### Exercises:
a. Answer these questions about the OSI model article, one per line:
(i) Which organization developed the OSI model, and in what year?
(ii) What mnemonic does the article give for remembering the layers from top to bottom?
(iii) What PDU is listed for the Application Layer?
b. Set down, unchanged, the lines of the records from the one containing "the dark purple" through the one containing "238], [755, 595]]", including both of those lines.

### Text shown:
OSI Model Layers Explained – Functions, Protocols and Real-World Examples
What You Will Learn
- What the OSI model is and why it was created
- All 7 OSI layers with functions, protocols, and real examples
- How data flows through the stack (encapsulation and decapsulation)
- The TCP/IP model and its 4 layers
- Key differences between OSI and TCP/IP models
- How devices like switches, routers, and firewalls map to OSI layers
1. What is the OSI Model?
The OSI model (Open Systems Interconnection model) is a conceptual framework that describes how data communication works between two devices over a network. It was developed by the International Organisation for Standardisation (ISO) in 1984.
Think of it like the postal system. When you send a letter, it goes through several steps — writing the letter, putting it in an envelope, addressing it, dropping it at the post office, sorting it, transporting it, delivering it. Each step is handled independently, and each step only needs to know what the step below it does. The OSI model works the same way for network communication.
The model divides the complex problem of “how do two computers talk to each other?” into 7 manageable layers, each with a specific job. This separation makes it easier to design, troubleshoot, and replace individual components without affecting the entire system.
2. The 7 OSI Layers
A helpful mnemonic to remember the layers from top to bottom: “All People Seem To Need Data Processing” (Application, Presentation, Session, Transport, Network, Data Link, Physical).
Layer 7 – Application Layer
The topmost layer is the one closest to the end user. It provides the interface between the network and the application software.
- Function: Provides network services directly to applications; handles resource sharing, remote file access, directory services
- Protocols: HTTP, HTTPS (web), FTP (file transfer), SMTP/POP3/IMAP (email), DNS (domain names), DHCP (IP assignment), SSH (secure shell)
- Real example: When you type a URL in your browser, the browser uses HTTP/HTTPS at this layer to request the webpage
- PDU (Protocol Data Unit): Data / Message
Layer 6 – Presentation Layer
This layer acts as a translator. It ensures that data sent from one system’s application layer can be read by another system’s application layer, regardless of how the data is formatted internally.

### Provided records:

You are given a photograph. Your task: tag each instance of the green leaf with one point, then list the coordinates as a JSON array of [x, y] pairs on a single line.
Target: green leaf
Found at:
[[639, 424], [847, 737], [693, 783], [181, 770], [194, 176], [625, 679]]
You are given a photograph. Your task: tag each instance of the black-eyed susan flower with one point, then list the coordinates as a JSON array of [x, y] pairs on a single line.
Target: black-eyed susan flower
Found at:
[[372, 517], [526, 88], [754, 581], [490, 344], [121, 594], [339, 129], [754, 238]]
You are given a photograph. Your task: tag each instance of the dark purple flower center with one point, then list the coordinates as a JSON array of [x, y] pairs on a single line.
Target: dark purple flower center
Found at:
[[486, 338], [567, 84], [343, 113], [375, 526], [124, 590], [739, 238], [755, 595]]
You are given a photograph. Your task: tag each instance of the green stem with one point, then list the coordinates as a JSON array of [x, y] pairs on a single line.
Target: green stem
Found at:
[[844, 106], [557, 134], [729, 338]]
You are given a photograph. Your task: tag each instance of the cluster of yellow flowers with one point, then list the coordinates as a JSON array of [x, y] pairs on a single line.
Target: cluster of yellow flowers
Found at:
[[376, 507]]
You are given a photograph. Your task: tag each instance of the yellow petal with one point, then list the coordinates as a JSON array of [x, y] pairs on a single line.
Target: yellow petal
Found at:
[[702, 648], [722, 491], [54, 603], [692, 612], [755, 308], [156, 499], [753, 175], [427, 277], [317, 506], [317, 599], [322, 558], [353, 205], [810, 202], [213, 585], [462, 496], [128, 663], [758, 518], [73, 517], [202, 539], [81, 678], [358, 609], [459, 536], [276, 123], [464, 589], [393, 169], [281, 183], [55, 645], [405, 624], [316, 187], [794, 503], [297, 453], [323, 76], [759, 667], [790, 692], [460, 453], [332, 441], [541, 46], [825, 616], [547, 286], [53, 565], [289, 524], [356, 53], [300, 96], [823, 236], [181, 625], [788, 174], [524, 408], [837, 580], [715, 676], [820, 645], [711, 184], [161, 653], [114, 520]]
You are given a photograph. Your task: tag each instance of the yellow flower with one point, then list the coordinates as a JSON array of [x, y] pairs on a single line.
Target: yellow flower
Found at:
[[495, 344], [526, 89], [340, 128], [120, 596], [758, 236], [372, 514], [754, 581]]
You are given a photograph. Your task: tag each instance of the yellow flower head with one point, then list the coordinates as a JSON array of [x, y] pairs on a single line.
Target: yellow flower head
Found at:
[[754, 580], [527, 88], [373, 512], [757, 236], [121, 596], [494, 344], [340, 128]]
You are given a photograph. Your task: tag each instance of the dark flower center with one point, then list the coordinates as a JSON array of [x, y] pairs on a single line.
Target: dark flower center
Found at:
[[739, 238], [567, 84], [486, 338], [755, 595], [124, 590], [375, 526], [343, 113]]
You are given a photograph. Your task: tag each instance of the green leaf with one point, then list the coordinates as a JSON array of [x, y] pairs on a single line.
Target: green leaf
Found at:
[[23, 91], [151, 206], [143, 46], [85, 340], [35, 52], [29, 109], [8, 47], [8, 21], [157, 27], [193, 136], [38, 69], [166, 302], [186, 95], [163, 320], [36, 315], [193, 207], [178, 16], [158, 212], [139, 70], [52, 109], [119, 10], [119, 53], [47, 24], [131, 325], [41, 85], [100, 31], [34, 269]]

### Results by task:
a.
(i) The International Organisation for Standardisation (ISO), in 1984.
(ii) "All People Seem To Need Data Processing"
(iii) Data / Message

b.
You are given a photograph. Your task: tag each instance of the dark purple flower center with one point, then list the coordinates as a JSON array of [x, y] pairs on a single line.
Target: dark purple flower center
Found at:
[[486, 338], [567, 84], [343, 113], [375, 526], [124, 590], [739, 238], [755, 595]]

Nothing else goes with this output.